YOUR OBJECTIVE.
Answer these questions about the bug thread below:
(a) What prefix did the email's sender use to namespace everything in the new API?
(b) How soon after a POST should the data be visible in datadog?
(c) Which module did the reviewer find unused in bootstrap.js?

[START OF QUOTED PASSAGE]

I'm pretty sure you want a Task here...
Attachment #8623307 - Flags: feedback?(mak77)
I sent this email with details on using the new statsd => datadog service.

===
Hi, 

This is the endpoint: <omitted>
This is the repo: https://github.com/mozilla-services/datadog-bridge

I created a *super* simple API to send metrics to datadog. I namespaced everything with "experimental.", since I mostly(geek) hacked this together and deployed it. 

The API looks like this: 
curl -v -d '123.45' https://<endpoint>/gauge/<metric name>
curl -v -d '123' https://<endpoint>/count/<metric name>
curl -v -d '123.45' https://<endpoint>/histogram/<metric name>
curl -v -d 'some string' https://<endpoint>/set/<metric name>
Once you POST data it should be visible in datadog within a minute. 

Some caveats: 

- I skipped much of our ops-awesome-stable-service work and just got it up.
- the first goal is to determine if this is Good Enough and iterate on feedback. 
- It will make/accept any statsd metric for now. Later, it will be whitelist only.

Let me know if you guys have any troubles getting it to work. If there are no major feature changes *and* if it is useful, I'll do the ops work to stabilize it into a real and supported service. 

p.s: this is experimental! It might crash, but I got it in a tmux, while/true loop to restart it. That should tell you everything about how well supported this currently is :)

Thanks!
Ben
===
Flags: needinfo?(bwong)
What happened to this experiment? Are we still planning to run it? If so, what is blocking us?
I'm the blocker; I've been more focused on getting the addon built and working. I've got this ready to submit, just need to verify we are sending valid data to Benson's endpoint; I'll get a patch out today.
Attached patch Updated patch based on feedback (obsolete) — Splinter Review
Attachment #8623307 - Attachment is obsolete: true
Comment on attachment 8640179 [details] [diff] [review]
Updated patch based on feedback

(In reply to Benjamin Smedberg  [:bsmedberg] from comment #5)
> Comment on attachment 8623307 [details] [diff] [review]
> WIP patch
>
> I will provide feedback on the experiment system, extension bootstrapping,
> and data collection. The right person to provide feedback about the core
> places issues is somebody else: maybe Marco Bonardo.

Awesome. Thanks for this feedback and for the Places feedback pointer.

>
>
> >diff --git a/experiments/serp-fraction-counts/code/bootstrap.js b/experiments/serp-fraction-counts/code/bootstrap.js
> >+XPCOMUtils.defineLazyModuleGetter(this, "TelemetryLog",
> >+                                  "resource://gre/modules/TelemetryLog.jsm");
>
> I don't see TelemetryLog used anywhere in this file. Please remove this.

Yup, removed. That was left over from initially thinking we'd use it for logging results.

[END OF QUOTED PASSAGE]
[START OF DATA LINES]

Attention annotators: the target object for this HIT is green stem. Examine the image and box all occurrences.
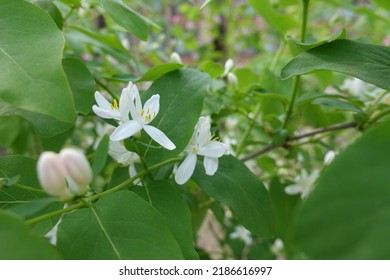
[283,0,310,128]
[236,103,261,157]
[26,157,181,225]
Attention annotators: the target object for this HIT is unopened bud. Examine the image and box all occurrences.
[59,148,92,194]
[223,58,234,76]
[37,152,70,197]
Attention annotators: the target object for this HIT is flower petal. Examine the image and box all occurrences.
[144,94,160,123]
[144,125,176,150]
[110,120,142,141]
[175,153,196,185]
[198,141,227,158]
[203,157,218,176]
[194,117,211,147]
[95,91,111,110]
[92,105,121,120]
[119,84,132,122]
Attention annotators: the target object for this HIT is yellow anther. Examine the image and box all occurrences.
[110,99,118,110]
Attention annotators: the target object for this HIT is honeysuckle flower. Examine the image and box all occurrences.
[324,150,336,165]
[284,169,320,199]
[170,52,183,64]
[37,148,92,199]
[92,82,134,122]
[108,141,141,185]
[110,82,176,150]
[175,117,227,185]
[229,225,252,246]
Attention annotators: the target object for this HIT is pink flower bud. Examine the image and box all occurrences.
[59,148,92,194]
[37,152,70,197]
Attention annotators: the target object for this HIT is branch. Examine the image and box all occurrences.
[241,122,357,162]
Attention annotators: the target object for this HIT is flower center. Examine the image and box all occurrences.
[110,99,119,110]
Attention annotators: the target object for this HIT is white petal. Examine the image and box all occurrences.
[110,120,142,141]
[203,157,218,176]
[92,105,121,120]
[143,94,160,123]
[284,185,303,195]
[195,117,211,147]
[144,125,176,150]
[198,141,227,158]
[95,91,111,110]
[175,153,196,185]
[119,85,132,122]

[END OF DATA LINES]

RESPONSE.
(a) "experimental."
(b) Within a minute.
(c) TelemetryLog.